— What you need to do —
Reproduce the listing below with "place" substituted for every "drop" and nothing else changed. Omit the pictures.

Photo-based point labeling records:
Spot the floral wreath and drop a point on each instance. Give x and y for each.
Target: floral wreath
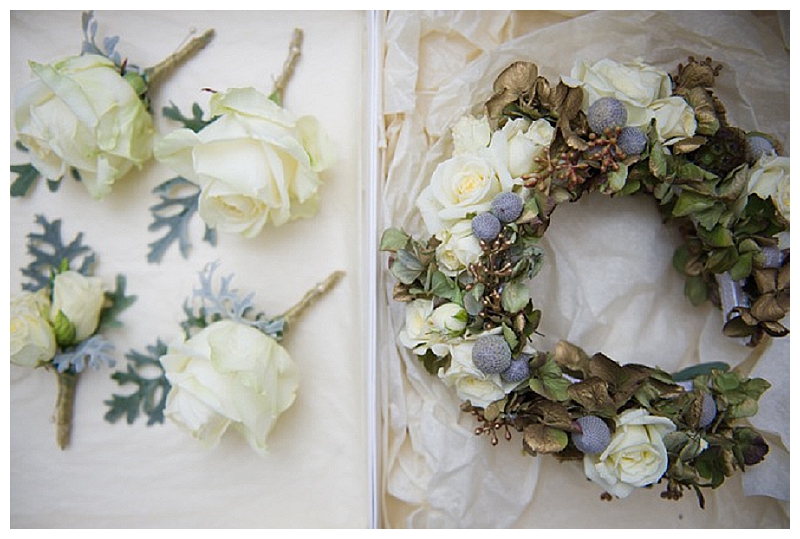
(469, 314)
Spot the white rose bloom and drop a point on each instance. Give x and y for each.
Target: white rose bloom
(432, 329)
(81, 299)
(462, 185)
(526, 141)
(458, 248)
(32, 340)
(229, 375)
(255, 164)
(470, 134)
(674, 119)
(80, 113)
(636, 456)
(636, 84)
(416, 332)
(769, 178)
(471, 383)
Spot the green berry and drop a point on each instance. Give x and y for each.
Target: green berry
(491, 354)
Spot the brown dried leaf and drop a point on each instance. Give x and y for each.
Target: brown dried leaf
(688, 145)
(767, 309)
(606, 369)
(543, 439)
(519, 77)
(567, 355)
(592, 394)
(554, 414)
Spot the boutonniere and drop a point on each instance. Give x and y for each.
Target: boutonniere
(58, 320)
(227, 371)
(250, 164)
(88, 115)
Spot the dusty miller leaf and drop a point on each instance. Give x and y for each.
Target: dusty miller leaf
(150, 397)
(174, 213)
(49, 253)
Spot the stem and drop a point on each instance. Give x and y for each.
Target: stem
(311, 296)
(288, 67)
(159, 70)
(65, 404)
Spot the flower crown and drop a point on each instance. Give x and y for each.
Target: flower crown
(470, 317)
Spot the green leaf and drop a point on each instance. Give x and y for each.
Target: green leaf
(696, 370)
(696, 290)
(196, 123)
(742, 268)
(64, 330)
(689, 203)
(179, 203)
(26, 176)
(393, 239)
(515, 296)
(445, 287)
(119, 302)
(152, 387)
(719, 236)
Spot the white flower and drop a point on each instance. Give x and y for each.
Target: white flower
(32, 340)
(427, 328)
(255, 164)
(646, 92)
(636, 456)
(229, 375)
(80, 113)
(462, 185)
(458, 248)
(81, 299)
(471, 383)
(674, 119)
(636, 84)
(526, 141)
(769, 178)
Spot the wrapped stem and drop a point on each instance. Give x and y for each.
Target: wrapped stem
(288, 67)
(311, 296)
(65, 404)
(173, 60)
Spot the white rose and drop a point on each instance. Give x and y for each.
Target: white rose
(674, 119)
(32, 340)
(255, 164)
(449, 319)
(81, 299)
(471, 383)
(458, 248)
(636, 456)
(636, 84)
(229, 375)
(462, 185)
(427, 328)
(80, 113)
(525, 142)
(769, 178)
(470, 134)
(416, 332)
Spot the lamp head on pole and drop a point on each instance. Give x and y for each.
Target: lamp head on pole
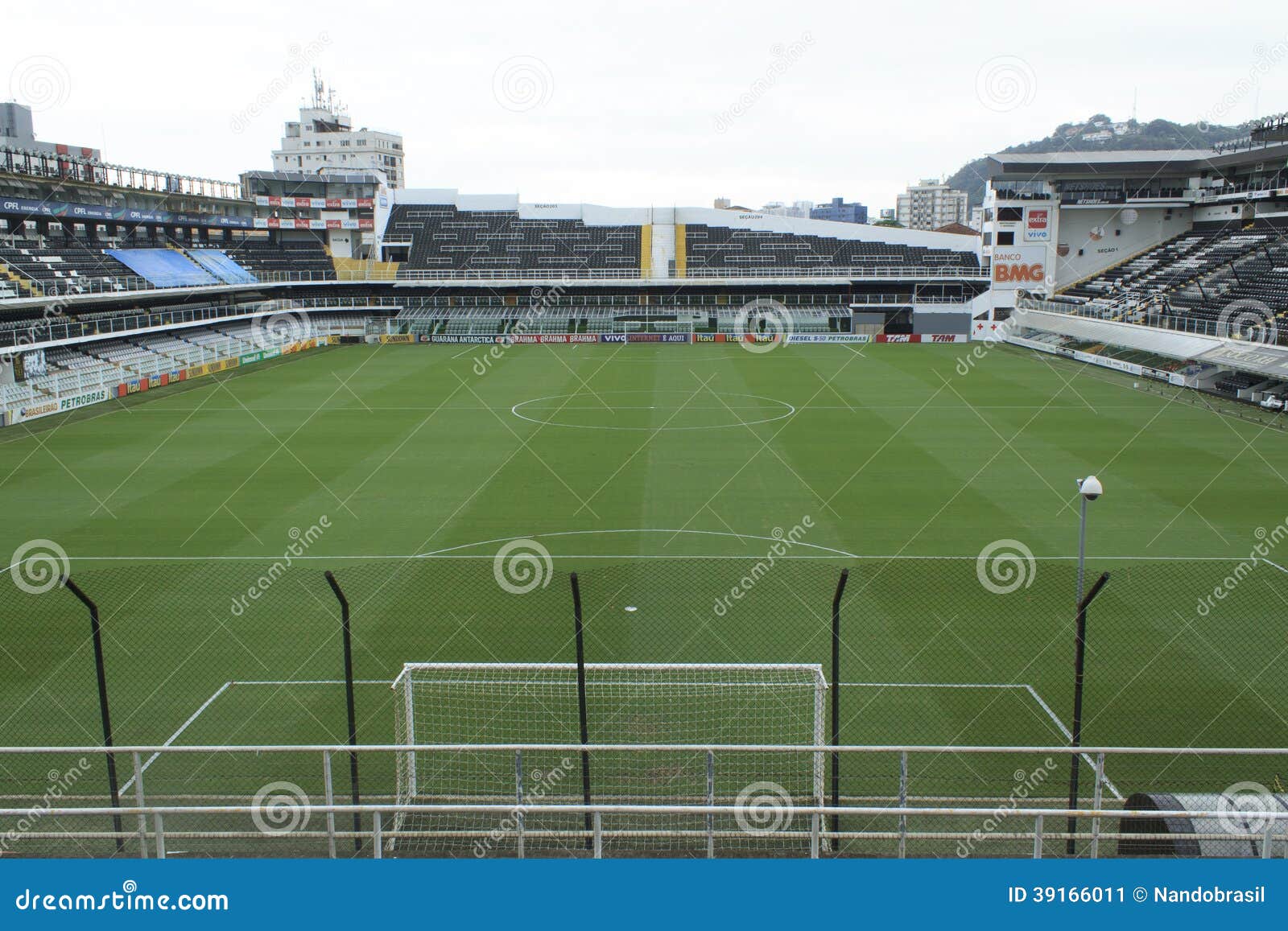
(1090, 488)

— Exercise result —
Spot the floral wreath and place a point on each instance. Give x and y for each.
Target: floral wreath
(469, 314)
Spot the white rose bloom and place a point on each instance. Give x and y for each.
Target: white rose bloom
(432, 329)
(81, 299)
(462, 185)
(526, 141)
(458, 248)
(32, 340)
(229, 375)
(255, 164)
(470, 134)
(674, 119)
(80, 113)
(636, 456)
(636, 84)
(416, 332)
(769, 178)
(471, 383)
Spot the green berry and place a point on each instance. Give x and y for each.
Target: green berry
(491, 354)
Spot the brown dried leaf and place a point on each instance. Give x and y for each.
Target: brown dried leaf
(688, 145)
(767, 309)
(606, 369)
(543, 439)
(519, 77)
(567, 355)
(592, 394)
(554, 414)
Spot the boutonniere and place a point on each instance. Give x and y for each.
Target: boutonniere
(58, 320)
(227, 371)
(250, 164)
(88, 115)
Spot the dusty miller leaf and place a point on each instance. Give x and y for each.
Target: dusty miller leaf
(150, 397)
(174, 213)
(49, 253)
Spot the stem and place a point on each instance. Give x and y for each.
Target: stem
(311, 296)
(288, 67)
(159, 70)
(65, 404)
Spot the flower crown and place a point on each instance. Give x and y for each.
Target: flower crown
(470, 317)
Spot the green leaf and place a point on each instance. Give x and y for each.
Target: green leaf
(696, 370)
(696, 290)
(196, 123)
(742, 268)
(64, 330)
(689, 203)
(179, 203)
(26, 176)
(393, 239)
(515, 296)
(445, 287)
(119, 302)
(152, 387)
(719, 236)
Spot the white flower and place a point on each instance. Give x and y for each.
Target: white flower
(32, 340)
(427, 328)
(255, 164)
(646, 92)
(636, 456)
(229, 375)
(80, 113)
(462, 185)
(458, 248)
(81, 299)
(471, 383)
(674, 119)
(636, 84)
(526, 141)
(769, 178)
Spot the wrapped stem and place a point on each instance. Give x and y for each.
Target: wrapped stem
(288, 67)
(311, 296)
(65, 404)
(173, 60)
Spot the white rose and place a point on each instance. Give x and y for each.
Target: white rose
(674, 119)
(32, 340)
(255, 164)
(449, 319)
(81, 299)
(471, 383)
(458, 248)
(636, 456)
(636, 84)
(229, 375)
(462, 185)
(427, 328)
(80, 113)
(525, 142)
(769, 178)
(470, 134)
(416, 332)
Spot the lamp head on pole and place a point on each instance. Give x and y for each.
Target: lamp head on pole
(1090, 488)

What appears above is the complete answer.